• READING PASSAGE
__________________________________________________

Many nerves, such as the median and ulnar nerve in the arm or the tibial nerve in the tarsal tunnel, are just below the skin surface and can be tested for pathology with electromyography, but this technique has always been difficult to apply for deep proximal nerves. Magnetic resonance neurography has greatly expanded the efficacy of nerve diagnosis by allowing uniform evaluation of virtually any nerve in the body.

There are numerous reports dealing with specialized uses of magnetic resonance neurography for nerve pathology such as traumatic brachial plexus root avulsions, cervical radiculopathy, guidance for nerve blocks, demonstration of cysts in nerves, carpal tunnel syndrome, and obstetrical brachial plexus palsy. In addition several formal large scale outcome trials carried out with high quality "Class A" methodology have been published that have verified the clinical efficacy and validity of MR Neurography.

__________________________________________________

• ENTRIES SHOWN
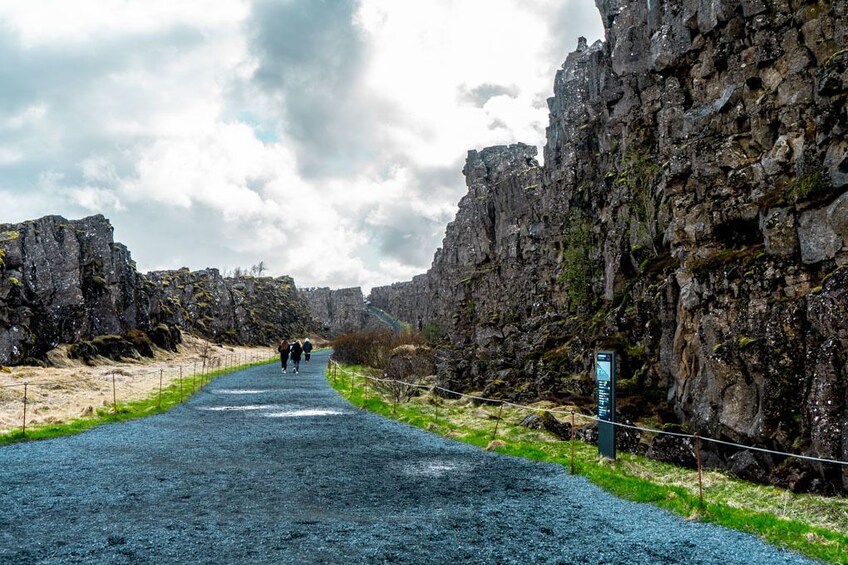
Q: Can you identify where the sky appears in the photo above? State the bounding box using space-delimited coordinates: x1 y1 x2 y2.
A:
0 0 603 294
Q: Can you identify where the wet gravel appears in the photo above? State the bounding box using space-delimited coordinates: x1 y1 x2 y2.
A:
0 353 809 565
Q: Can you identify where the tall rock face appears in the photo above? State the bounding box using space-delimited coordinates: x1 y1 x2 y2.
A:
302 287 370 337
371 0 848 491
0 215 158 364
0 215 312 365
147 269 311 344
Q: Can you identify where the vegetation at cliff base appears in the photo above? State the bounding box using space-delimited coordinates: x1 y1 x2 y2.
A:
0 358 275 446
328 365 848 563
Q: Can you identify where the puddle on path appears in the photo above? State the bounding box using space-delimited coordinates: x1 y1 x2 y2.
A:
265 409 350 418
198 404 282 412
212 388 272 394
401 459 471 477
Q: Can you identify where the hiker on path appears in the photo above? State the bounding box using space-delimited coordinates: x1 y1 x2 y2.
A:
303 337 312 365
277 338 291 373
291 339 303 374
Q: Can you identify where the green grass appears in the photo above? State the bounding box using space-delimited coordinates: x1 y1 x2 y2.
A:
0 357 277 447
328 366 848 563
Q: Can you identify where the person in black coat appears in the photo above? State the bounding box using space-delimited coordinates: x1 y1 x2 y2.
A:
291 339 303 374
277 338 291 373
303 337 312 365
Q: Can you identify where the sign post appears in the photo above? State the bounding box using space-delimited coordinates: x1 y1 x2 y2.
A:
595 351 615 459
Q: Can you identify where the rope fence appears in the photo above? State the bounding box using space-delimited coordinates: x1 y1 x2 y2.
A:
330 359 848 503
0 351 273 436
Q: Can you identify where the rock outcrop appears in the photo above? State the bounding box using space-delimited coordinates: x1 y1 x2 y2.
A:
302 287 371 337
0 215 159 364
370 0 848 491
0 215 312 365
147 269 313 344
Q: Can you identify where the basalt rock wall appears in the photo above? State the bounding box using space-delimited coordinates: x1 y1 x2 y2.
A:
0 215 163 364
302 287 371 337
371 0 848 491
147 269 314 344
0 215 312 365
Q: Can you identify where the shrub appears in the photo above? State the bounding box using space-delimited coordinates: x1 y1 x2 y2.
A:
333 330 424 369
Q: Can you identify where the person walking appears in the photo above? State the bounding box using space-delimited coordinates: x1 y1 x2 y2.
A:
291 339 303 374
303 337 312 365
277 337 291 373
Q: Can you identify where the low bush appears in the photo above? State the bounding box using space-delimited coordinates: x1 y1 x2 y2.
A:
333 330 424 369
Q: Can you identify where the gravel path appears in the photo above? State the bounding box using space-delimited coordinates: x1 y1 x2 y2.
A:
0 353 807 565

__________________________________________________

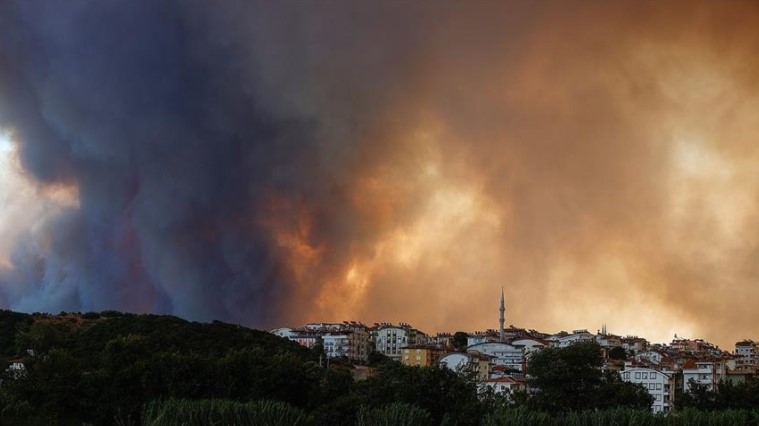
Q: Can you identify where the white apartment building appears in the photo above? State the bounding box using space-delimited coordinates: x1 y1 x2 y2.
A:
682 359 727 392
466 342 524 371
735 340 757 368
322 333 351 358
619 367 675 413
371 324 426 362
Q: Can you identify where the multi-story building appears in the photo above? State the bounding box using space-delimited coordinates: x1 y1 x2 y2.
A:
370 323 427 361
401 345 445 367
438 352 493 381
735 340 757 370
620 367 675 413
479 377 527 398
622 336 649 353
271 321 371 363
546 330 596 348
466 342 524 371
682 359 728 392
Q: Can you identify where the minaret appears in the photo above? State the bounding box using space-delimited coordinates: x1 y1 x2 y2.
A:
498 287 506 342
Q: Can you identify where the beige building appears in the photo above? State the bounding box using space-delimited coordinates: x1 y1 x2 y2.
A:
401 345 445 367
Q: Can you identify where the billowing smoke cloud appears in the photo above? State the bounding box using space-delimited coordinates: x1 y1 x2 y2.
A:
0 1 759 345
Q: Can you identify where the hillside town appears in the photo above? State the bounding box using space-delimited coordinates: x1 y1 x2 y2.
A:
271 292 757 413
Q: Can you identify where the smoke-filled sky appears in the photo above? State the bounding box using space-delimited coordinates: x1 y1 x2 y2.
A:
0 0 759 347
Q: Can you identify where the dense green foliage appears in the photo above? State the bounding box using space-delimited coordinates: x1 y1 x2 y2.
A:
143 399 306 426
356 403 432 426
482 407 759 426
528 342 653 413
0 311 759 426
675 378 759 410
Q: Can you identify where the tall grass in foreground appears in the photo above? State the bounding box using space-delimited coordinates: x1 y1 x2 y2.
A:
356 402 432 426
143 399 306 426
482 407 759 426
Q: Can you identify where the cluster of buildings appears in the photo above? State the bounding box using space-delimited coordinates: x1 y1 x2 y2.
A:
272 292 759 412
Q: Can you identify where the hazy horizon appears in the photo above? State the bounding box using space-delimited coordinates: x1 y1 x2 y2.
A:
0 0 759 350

__________________________________________________

• TASK DESCRIPTION
Transcribe the full text on magnetic resonance neurography, word for word.

• SOLUTION FOR THIS TASK
Many nerves, such as the median and ulnar nerve in the arm or the tibial nerve in the tarsal tunnel, are just below the skin surface and can be tested for pathology with electromyography, but this technique has always been difficult to apply for deep proximal nerves. Magnetic resonance neurography has greatly expanded the efficacy of nerve diagnosis by allowing uniform evaluation of virtually any nerve in the body.

There are numerous reports dealing with specialized uses of magnetic resonance neurography for nerve pathology such as traumatic brachial plexus root avulsions, cervical radiculopathy, guidance for nerve blocks, demonstration of cysts in nerves, carpal tunnel syndrome, and obstetrical brachial plexus palsy. In addition several formal large scale outcome trials carried out with high quality "Class A" methodology have been published that have verified the clinical efficacy and validity of MR Neurography.